Image point grounding data:
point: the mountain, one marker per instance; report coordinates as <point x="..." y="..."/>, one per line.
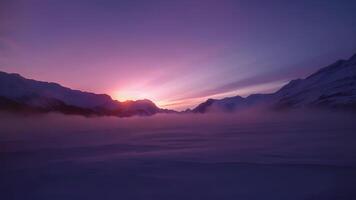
<point x="20" y="94"/>
<point x="332" y="87"/>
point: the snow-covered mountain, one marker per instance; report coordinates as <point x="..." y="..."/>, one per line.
<point x="332" y="87"/>
<point x="19" y="93"/>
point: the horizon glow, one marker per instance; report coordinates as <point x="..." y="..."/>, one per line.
<point x="175" y="53"/>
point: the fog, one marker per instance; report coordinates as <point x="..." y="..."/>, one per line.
<point x="249" y="155"/>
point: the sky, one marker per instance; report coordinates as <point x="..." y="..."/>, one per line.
<point x="177" y="53"/>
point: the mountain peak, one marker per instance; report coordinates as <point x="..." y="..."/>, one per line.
<point x="47" y="96"/>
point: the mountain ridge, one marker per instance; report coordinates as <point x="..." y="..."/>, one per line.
<point x="21" y="94"/>
<point x="333" y="87"/>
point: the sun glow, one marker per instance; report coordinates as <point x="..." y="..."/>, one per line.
<point x="123" y="95"/>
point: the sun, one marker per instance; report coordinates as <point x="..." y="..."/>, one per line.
<point x="124" y="95"/>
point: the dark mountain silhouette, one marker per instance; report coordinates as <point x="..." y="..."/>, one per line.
<point x="25" y="95"/>
<point x="332" y="87"/>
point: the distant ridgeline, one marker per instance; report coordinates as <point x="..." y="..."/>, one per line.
<point x="332" y="87"/>
<point x="24" y="95"/>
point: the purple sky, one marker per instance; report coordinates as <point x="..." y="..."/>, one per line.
<point x="176" y="53"/>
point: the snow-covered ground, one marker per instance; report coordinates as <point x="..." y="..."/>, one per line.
<point x="253" y="155"/>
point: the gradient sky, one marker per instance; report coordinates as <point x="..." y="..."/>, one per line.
<point x="176" y="53"/>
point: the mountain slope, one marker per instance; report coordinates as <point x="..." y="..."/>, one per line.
<point x="21" y="94"/>
<point x="333" y="86"/>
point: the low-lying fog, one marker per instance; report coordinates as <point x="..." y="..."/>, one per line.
<point x="251" y="155"/>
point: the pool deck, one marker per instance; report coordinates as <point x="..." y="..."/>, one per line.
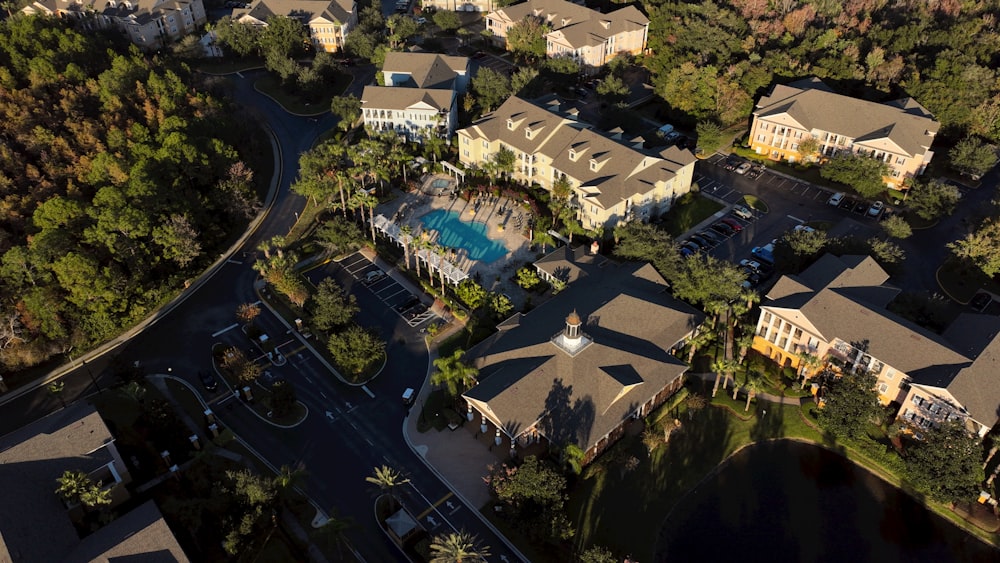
<point x="409" y="207"/>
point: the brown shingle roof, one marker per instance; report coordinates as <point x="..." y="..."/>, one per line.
<point x="902" y="123"/>
<point x="428" y="70"/>
<point x="632" y="322"/>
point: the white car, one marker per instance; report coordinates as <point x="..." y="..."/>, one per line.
<point x="742" y="212"/>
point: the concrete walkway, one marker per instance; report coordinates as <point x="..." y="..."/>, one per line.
<point x="797" y="401"/>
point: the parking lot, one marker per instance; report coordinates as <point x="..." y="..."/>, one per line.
<point x="389" y="291"/>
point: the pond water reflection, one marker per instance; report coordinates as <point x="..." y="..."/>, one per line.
<point x="787" y="501"/>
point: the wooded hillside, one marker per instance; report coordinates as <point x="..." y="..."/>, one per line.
<point x="115" y="186"/>
<point x="712" y="59"/>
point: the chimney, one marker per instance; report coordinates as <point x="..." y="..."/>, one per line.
<point x="573" y="323"/>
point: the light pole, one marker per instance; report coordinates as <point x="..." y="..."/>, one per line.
<point x="91" y="374"/>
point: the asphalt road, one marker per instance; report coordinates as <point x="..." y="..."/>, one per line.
<point x="349" y="430"/>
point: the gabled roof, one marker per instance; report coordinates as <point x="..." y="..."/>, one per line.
<point x="903" y="125"/>
<point x="387" y="97"/>
<point x="576" y="25"/>
<point x="619" y="171"/>
<point x="632" y="322"/>
<point x="428" y="70"/>
<point x="333" y="11"/>
<point x="845" y="297"/>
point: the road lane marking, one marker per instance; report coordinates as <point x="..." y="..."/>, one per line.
<point x="228" y="328"/>
<point x="435" y="505"/>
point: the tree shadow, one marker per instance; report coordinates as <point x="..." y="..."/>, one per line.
<point x="565" y="419"/>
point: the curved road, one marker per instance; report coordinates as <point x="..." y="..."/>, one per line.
<point x="349" y="430"/>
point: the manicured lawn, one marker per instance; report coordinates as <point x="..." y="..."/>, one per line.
<point x="682" y="217"/>
<point x="271" y="86"/>
<point x="961" y="281"/>
<point x="227" y="66"/>
<point x="623" y="510"/>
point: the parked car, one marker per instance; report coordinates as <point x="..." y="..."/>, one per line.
<point x="692" y="247"/>
<point x="742" y="212"/>
<point x="732" y="223"/>
<point x="980" y="301"/>
<point x="876" y="208"/>
<point x="701" y="241"/>
<point x="373" y="277"/>
<point x="711" y="235"/>
<point x="411" y="302"/>
<point x="723" y="229"/>
<point x="208" y="381"/>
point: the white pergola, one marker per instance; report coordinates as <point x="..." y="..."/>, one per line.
<point x="431" y="259"/>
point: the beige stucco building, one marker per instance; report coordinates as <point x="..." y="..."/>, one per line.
<point x="612" y="179"/>
<point x="587" y="36"/>
<point x="150" y="24"/>
<point x="328" y="21"/>
<point x="835" y="310"/>
<point x="898" y="133"/>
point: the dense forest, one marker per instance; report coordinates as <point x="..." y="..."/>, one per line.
<point x="116" y="185"/>
<point x="712" y="59"/>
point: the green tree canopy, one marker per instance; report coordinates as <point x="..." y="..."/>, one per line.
<point x="973" y="157"/>
<point x="933" y="198"/>
<point x="526" y="38"/>
<point x="850" y="405"/>
<point x="981" y="247"/>
<point x="947" y="464"/>
<point x="330" y="307"/>
<point x="491" y="88"/>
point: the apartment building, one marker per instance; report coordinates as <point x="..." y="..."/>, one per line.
<point x="836" y="310"/>
<point x="420" y="96"/>
<point x="328" y="21"/>
<point x="150" y="24"/>
<point x="899" y="133"/>
<point x="587" y="36"/>
<point x="611" y="181"/>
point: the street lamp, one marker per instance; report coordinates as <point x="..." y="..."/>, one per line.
<point x="91" y="374"/>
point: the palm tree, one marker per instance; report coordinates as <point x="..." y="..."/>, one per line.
<point x="440" y="251"/>
<point x="405" y="236"/>
<point x="454" y="374"/>
<point x="699" y="340"/>
<point x="752" y="385"/>
<point x="457" y="547"/>
<point x="744" y="341"/>
<point x="809" y="362"/>
<point x="572" y="456"/>
<point x="387" y="479"/>
<point x="335" y="528"/>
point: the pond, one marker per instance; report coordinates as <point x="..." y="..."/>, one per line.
<point x="787" y="501"/>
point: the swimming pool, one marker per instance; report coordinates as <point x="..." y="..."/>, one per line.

▶ ACTIVITY:
Could you print all of the entries exactly, skipping the images?

▶ ANSWER SECTION:
point: the mountain, one marker per instance; report coordinates as <point x="..." y="..."/>, one per line.
<point x="20" y="94"/>
<point x="332" y="87"/>
point: the snow-covered mountain, one marker per instance; report coordinates as <point x="..." y="..."/>, one per line.
<point x="332" y="87"/>
<point x="19" y="93"/>
point: the horizon glow, one marker per instance; report coordinates as <point x="..." y="..."/>, one per line.
<point x="175" y="53"/>
point: the fog, one marker per instance; report coordinates as <point x="..." y="..."/>, one per line.
<point x="249" y="155"/>
point: the sky, one marker per instance; report coordinates as <point x="..." y="..."/>, one per line.
<point x="177" y="53"/>
point: the mountain peak, one marker per instance; report coordinates as <point x="..." y="..."/>, one per line.
<point x="47" y="96"/>
point: the mountain ridge, one marker per instance; report coordinates as <point x="..." y="..."/>, one per line.
<point x="21" y="94"/>
<point x="333" y="87"/>
point: the sun glow, one marker per instance; report coordinates as <point x="..." y="..."/>, one per line.
<point x="123" y="95"/>
point: the sun, one marker per instance; report coordinates as <point x="..." y="..."/>, one per line.
<point x="124" y="95"/>
point: the dark mountain silhouette, one marker per instance; report coordinates as <point x="..." y="..."/>, one per line.
<point x="25" y="95"/>
<point x="332" y="87"/>
point: the distant ridgeline, one marker per instance; report coordinates as <point x="..." y="..."/>, one per line.
<point x="332" y="87"/>
<point x="24" y="95"/>
point: the purple sky, one marker per instance; report coordinates as <point x="..." y="..."/>, one per line.
<point x="176" y="53"/>
point: the snow-covered ground, one marker per instance; report coordinates as <point x="..." y="..."/>, one per line.
<point x="253" y="155"/>
point: the gradient sky, one marker per instance; report coordinates as <point x="..." y="..."/>, one per line.
<point x="176" y="53"/>
point: the mountain slope, one marker per instance; report coordinates as <point x="..." y="..."/>, one per line.
<point x="21" y="94"/>
<point x="333" y="86"/>
point: the low-lying fog, one marker per instance; report coordinates as <point x="..." y="..."/>, one per line.
<point x="251" y="155"/>
point: the pool deck, one marker per instance; report coordinates as <point x="..." y="..."/>, one per line.
<point x="409" y="207"/>
point: the brown shingle roof, one marker per instance; report coordinates as <point x="..." y="..."/>, one per line.
<point x="902" y="123"/>
<point x="428" y="70"/>
<point x="632" y="322"/>
point: the white car, one marker per instance; report coordinates as <point x="..." y="..."/>, one per line.
<point x="742" y="212"/>
point: the concrete walkway, one marker per instance; report coordinates as <point x="..." y="..."/>, one per line.
<point x="797" y="401"/>
point: the parking lot, one marker per instance; report coordinates as <point x="..." y="..."/>, one per line.
<point x="389" y="291"/>
point: the pond water reflection, one marker per instance; report coordinates as <point x="..." y="..."/>, one per line.
<point x="787" y="501"/>
point: the wooded hillside, one marker per instance; report coordinates as <point x="..." y="..."/>, one per line.
<point x="115" y="186"/>
<point x="712" y="59"/>
point: the chimney, one marker per instance; report coordinates as <point x="..." y="..."/>, one per line.
<point x="573" y="323"/>
point: the light pole, one marker per instance; report coordinates as <point x="..." y="..."/>, one per line.
<point x="91" y="374"/>
point: the asphalt road, one marker per instance; report coordinates as <point x="..." y="..."/>, one per line.
<point x="349" y="430"/>
point: the gabled roof, one marker per instance; report coordinates as <point x="..." y="..."/>, one per line.
<point x="903" y="125"/>
<point x="387" y="97"/>
<point x="576" y="25"/>
<point x="619" y="171"/>
<point x="632" y="322"/>
<point x="428" y="70"/>
<point x="333" y="11"/>
<point x="845" y="297"/>
point: the road lane marking, one marker per instance; report coordinates as <point x="..." y="..."/>, one per line.
<point x="228" y="328"/>
<point x="435" y="505"/>
point: the tree shadow, one marker per instance; report coordinates as <point x="..." y="..."/>, one per line.
<point x="565" y="419"/>
point: the curved road, one marker per instance; report coordinates as <point x="..." y="..."/>, one per line.
<point x="349" y="430"/>
point: the manicured lawn, one marker per instance; report coordinates as <point x="..." y="..."/>, one per line.
<point x="682" y="217"/>
<point x="271" y="86"/>
<point x="961" y="281"/>
<point x="227" y="66"/>
<point x="623" y="510"/>
point: the parked car, one marker per instance; report coordinates as <point x="..." y="..."/>, one per line.
<point x="692" y="247"/>
<point x="742" y="212"/>
<point x="732" y="223"/>
<point x="980" y="301"/>
<point x="876" y="208"/>
<point x="701" y="241"/>
<point x="373" y="277"/>
<point x="711" y="235"/>
<point x="411" y="302"/>
<point x="723" y="229"/>
<point x="208" y="381"/>
point: the white pergola, one marker per instance; report coordinates as <point x="..." y="..."/>, one per line.
<point x="431" y="259"/>
point: the beige stucco building, one marker per instance; report coordinates as <point x="..." y="..."/>, one per line.
<point x="612" y="179"/>
<point x="587" y="36"/>
<point x="150" y="24"/>
<point x="328" y="21"/>
<point x="835" y="310"/>
<point x="898" y="133"/>
point: the dense forest, one marker per instance; report coordinates as <point x="..." y="..."/>, one per line.
<point x="116" y="185"/>
<point x="712" y="59"/>
point: the green tree canopy, one marker per instance; report coordinates as <point x="..." y="..."/>, one per line.
<point x="973" y="157"/>
<point x="933" y="198"/>
<point x="526" y="38"/>
<point x="850" y="405"/>
<point x="981" y="247"/>
<point x="947" y="464"/>
<point x="330" y="307"/>
<point x="491" y="88"/>
point: the apartment building, one marker per instance; report coordinates as <point x="..." y="..."/>, one per line.
<point x="836" y="310"/>
<point x="420" y="96"/>
<point x="328" y="21"/>
<point x="150" y="24"/>
<point x="899" y="133"/>
<point x="587" y="36"/>
<point x="611" y="181"/>
point: the street lamp, one marker per instance; report coordinates as <point x="..." y="..."/>, one per line.
<point x="91" y="374"/>
point: the palm tree, one marker per instance; report coordinates as <point x="..." y="..."/>, one per line.
<point x="440" y="251"/>
<point x="405" y="236"/>
<point x="454" y="374"/>
<point x="699" y="340"/>
<point x="752" y="385"/>
<point x="457" y="547"/>
<point x="744" y="341"/>
<point x="809" y="362"/>
<point x="572" y="456"/>
<point x="387" y="479"/>
<point x="335" y="528"/>
point: the pond, one marker per instance; report coordinates as <point x="..." y="..."/>, one per line.
<point x="787" y="501"/>
point: the swimming pool, one marker per instance; report coordinates as <point x="..." y="..."/>, one per line.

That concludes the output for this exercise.